══ DOKUMENT

Wie aus einem lahmen Typen ein lustvoller Pascha wird
Burgbühne Neuravensburg spielt „Der Mustergatte“– Jetzt war Premiere
NEURAVENSBURG - Obwohl das Theaterstück bereits 1915 unter dem Namen „Fair and Warmer“des amerikanischen Lustspielautors Avery Hopwood veröffentlicht wurde und
Heinz Rühmann im Juli 1937 gedrehten Film schon den „Mustergatten“gab, hat die Geschichte nichts von ihrem Reiz verloren.

════

> [AUFGABEN]:
[a] Unter welchem Titel wurde das Theaterstück laut dem Artikel zur Burgbühne Neuravensburg 1915 veröffentlicht?
[b] Übernehmen Sie aus dem Artikel zur Burgbühne Neuravensburg wortgetreu den Abschnitt, der mit „Wie aus einem“ beginnt und bis einschließlich „ihrem Reiz verloren.“ reicht.
[c] Führen Sie den Artikel über die Neuravensburger Premiere von „Der Mustergatte“ im Anschluss an seinen letzten Satz weiter.

══ ERFASSTE DATEN

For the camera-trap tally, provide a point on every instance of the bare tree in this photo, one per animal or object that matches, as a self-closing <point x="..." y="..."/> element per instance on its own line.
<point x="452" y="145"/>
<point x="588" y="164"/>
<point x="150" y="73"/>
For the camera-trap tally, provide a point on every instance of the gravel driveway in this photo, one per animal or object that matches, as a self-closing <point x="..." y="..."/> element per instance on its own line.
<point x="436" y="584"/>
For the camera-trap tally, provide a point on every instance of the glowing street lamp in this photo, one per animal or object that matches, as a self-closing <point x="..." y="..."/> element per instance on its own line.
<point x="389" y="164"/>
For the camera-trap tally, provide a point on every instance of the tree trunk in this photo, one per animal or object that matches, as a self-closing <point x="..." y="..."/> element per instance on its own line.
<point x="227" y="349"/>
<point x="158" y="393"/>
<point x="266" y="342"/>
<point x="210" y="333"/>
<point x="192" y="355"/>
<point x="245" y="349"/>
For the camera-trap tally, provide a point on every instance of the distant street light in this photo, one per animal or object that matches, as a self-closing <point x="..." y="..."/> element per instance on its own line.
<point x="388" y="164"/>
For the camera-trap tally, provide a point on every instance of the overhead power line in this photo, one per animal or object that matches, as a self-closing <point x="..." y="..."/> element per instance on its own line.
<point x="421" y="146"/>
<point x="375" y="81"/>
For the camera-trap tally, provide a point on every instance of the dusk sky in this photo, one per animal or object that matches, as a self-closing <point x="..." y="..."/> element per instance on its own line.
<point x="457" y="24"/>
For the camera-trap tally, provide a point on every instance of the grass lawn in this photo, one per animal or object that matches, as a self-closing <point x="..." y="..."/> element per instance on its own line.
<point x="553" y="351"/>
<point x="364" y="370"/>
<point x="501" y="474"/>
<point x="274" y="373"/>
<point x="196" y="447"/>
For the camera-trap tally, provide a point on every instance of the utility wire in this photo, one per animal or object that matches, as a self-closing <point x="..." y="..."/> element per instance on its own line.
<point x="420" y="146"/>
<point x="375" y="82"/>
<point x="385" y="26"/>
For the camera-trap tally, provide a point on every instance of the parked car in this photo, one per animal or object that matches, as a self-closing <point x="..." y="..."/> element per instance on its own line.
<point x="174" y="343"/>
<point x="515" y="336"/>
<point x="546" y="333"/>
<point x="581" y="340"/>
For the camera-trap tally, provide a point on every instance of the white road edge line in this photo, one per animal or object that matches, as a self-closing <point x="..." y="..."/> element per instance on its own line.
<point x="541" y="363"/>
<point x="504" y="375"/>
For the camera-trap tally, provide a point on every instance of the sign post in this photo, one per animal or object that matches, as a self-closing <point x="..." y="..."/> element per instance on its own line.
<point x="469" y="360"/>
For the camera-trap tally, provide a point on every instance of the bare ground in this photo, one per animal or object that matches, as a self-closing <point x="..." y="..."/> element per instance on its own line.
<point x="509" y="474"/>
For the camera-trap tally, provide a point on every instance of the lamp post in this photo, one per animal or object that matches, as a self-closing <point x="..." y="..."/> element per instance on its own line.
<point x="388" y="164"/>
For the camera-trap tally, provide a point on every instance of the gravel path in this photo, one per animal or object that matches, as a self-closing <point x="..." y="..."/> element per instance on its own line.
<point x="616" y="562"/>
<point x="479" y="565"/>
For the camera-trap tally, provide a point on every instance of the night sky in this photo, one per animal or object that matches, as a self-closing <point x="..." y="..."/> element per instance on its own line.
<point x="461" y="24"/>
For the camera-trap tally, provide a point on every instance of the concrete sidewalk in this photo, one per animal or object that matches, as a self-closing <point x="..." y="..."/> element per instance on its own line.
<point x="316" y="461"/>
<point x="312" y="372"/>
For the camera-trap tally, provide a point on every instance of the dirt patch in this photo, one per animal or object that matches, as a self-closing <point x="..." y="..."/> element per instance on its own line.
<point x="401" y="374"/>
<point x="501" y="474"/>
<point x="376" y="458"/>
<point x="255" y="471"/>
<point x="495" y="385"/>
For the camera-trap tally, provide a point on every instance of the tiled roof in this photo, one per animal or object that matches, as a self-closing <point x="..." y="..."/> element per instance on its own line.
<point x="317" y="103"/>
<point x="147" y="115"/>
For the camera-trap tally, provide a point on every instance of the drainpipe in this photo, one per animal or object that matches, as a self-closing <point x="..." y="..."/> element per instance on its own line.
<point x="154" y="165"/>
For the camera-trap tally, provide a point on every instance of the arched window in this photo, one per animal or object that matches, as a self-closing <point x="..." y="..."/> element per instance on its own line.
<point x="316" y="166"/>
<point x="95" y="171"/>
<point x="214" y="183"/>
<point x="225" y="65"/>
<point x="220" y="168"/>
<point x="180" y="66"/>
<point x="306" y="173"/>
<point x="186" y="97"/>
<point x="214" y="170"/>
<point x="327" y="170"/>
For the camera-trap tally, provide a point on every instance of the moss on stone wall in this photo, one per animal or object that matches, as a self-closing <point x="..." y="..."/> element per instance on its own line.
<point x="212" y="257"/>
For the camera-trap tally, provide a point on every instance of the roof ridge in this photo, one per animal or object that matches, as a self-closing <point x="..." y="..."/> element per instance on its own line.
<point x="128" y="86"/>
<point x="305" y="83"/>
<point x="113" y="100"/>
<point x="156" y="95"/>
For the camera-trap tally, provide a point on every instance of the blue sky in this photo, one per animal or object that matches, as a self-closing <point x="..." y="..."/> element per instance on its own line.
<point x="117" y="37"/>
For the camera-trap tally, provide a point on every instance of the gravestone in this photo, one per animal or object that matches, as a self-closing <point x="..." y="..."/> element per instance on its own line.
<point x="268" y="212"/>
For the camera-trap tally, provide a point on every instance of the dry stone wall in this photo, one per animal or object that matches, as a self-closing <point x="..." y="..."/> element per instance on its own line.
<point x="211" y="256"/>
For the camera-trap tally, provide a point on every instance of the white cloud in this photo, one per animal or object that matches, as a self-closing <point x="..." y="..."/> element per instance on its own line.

════

> [LÖSUNGEN]:
[a] Unter dem Titel „Fair and Warmer“.

[b]
Wie aus einem lahmen Typen ein lustvoller Pascha wird
Burgbühne Neuravensburg spielt „Der Mustergatte“– Jetzt war Premiere
NEURAVENSBURG - Obwohl das Theaterstück bereits 1915 unter dem Namen „Fair and Warmer“des amerikanischen Lustspielautors Avery Hopwood veröffentlicht wurde und
Heinz Rühmann im Juli 1937 gedrehten Film schon den „Mustergatten“gab, hat die Geschichte nichts von ihrem Reiz verloren.

[c]
Zumal Regisseur German Bader den Stoff nach einer Aufführung der Wiener Kammerspiele für die Burgbühne
Neuravensburg neu bearbeitete. Der ideale Gatte ist treu und zuverlässig, raucht und trinkt nicht, ist pünktlich und ordentlich? „Nein!“, findet Elisabeth Winkler, von Maria Schmehl mit der bekannten Leidenschaft für temperamentvolle Rollen ausgestattet. Und dass ihr Mann Friedrich sie bei jeder Gelegenheit „Schätzle“nennt, will sie nach zehn Ehejahren erst recht nicht mehr hören. Sie langweilt sich und fordert die Scheidung. Friedrich Winkler (Wolfgang Roth), dieser gutmütige und prinzipientreue Landwirt, versteht die Welt nicht mehr. Ihm hat bislang sein gemütliches Heim, sein Sofa am Abend und das Lesen der Schwäbischen Zeitung genügt. Doch die Liebe? Die scheint bei ihr verflogen.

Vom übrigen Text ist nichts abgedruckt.